*What you should do*: Please count the lines in the items below that contain the word "cycling", and reply with only that number.
┌──
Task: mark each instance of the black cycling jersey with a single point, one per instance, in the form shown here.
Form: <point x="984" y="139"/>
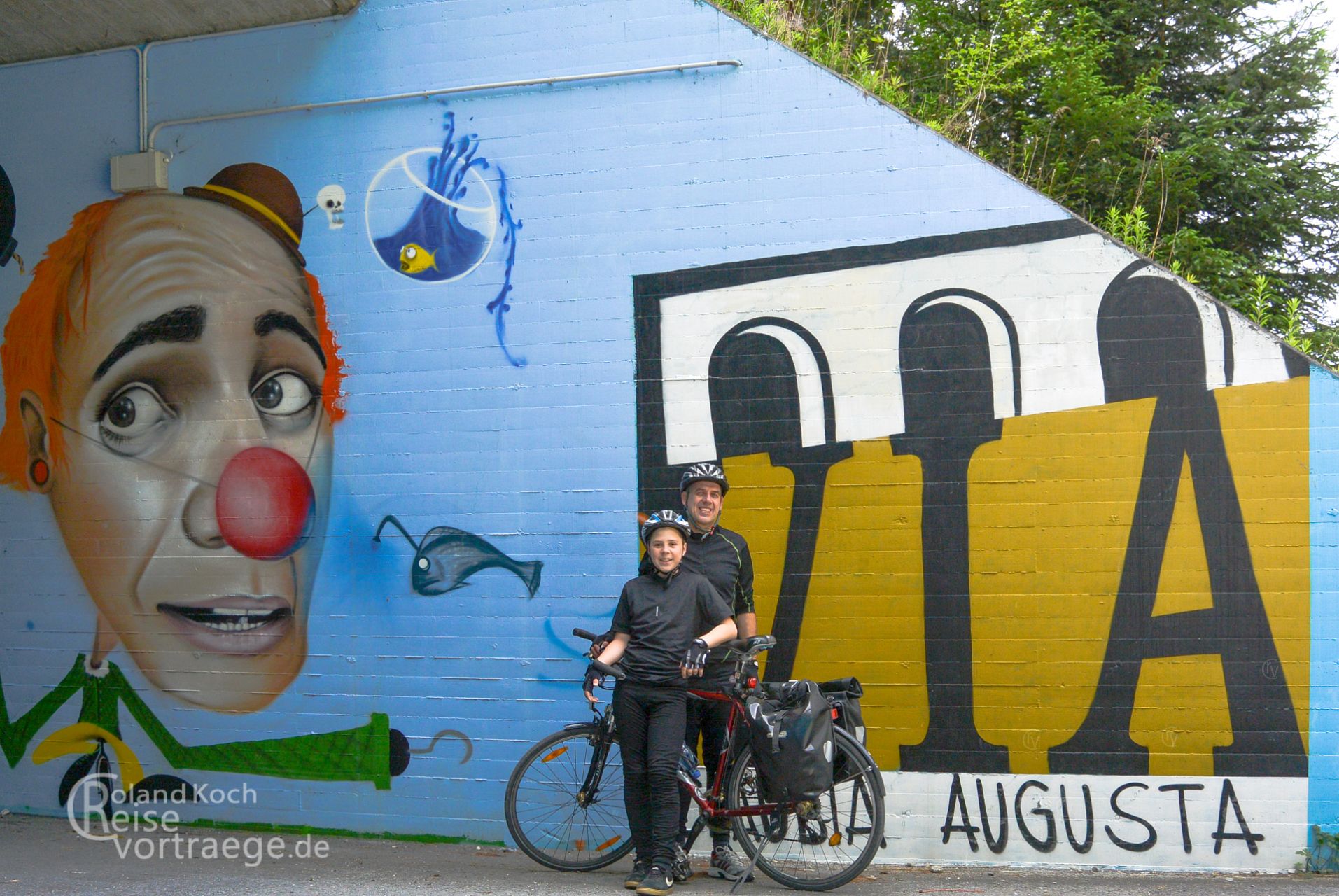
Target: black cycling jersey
<point x="722" y="556"/>
<point x="663" y="615"/>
└──
*Right answer*: 2